(GIVEN RECORDS)
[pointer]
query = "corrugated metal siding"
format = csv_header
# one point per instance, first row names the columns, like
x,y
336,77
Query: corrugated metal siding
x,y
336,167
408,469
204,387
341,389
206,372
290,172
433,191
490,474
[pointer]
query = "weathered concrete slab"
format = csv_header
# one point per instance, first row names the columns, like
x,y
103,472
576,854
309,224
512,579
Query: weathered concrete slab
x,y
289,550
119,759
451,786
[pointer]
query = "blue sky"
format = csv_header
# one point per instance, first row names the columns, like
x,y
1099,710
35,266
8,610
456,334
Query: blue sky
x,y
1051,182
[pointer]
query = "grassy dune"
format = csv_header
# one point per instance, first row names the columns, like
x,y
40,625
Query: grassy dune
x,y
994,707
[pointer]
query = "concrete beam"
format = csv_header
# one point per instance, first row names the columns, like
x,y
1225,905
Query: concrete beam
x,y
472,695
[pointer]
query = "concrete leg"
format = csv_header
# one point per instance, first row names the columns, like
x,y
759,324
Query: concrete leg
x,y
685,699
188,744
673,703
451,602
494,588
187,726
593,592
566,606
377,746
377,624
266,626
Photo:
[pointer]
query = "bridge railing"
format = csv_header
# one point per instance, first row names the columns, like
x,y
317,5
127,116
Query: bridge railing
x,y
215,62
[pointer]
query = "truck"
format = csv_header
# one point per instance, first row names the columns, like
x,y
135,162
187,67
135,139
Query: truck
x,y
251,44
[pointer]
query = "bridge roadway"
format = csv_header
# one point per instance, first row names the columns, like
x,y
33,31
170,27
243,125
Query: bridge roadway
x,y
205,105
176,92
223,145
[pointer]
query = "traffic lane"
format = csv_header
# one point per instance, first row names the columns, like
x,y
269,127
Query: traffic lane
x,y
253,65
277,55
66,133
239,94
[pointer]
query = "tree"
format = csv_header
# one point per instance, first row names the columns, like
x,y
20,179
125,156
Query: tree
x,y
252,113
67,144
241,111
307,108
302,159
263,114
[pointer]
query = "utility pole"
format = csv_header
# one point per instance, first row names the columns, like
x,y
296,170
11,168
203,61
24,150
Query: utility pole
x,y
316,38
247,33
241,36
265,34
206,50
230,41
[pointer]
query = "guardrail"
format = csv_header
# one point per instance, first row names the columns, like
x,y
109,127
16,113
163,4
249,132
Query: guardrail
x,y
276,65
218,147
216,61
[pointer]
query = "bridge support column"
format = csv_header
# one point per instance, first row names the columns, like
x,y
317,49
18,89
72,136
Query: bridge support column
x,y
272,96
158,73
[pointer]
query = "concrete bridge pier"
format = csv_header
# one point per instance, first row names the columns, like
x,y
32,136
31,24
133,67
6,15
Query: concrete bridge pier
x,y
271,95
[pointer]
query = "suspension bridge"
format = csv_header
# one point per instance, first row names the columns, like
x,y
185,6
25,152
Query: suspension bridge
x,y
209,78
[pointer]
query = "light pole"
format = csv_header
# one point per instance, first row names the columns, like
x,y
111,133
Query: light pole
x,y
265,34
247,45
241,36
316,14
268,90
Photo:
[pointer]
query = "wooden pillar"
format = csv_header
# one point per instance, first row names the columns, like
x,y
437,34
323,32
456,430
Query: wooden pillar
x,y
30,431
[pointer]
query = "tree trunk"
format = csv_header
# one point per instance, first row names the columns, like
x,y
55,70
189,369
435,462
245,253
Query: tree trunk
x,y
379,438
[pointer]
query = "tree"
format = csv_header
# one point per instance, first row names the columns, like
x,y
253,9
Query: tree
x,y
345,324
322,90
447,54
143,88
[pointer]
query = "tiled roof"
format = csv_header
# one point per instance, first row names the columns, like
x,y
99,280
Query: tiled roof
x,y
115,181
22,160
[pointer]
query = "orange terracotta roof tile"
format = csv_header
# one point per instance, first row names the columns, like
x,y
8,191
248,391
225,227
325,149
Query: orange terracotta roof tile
(End GIVEN RECORDS)
DESCRIPTION OF THE TASK:
After reading through the material, report every line that holds "orange".

TASK ANSWER:
query = "orange terracotta roof tile"
Query: orange terracotta roof tile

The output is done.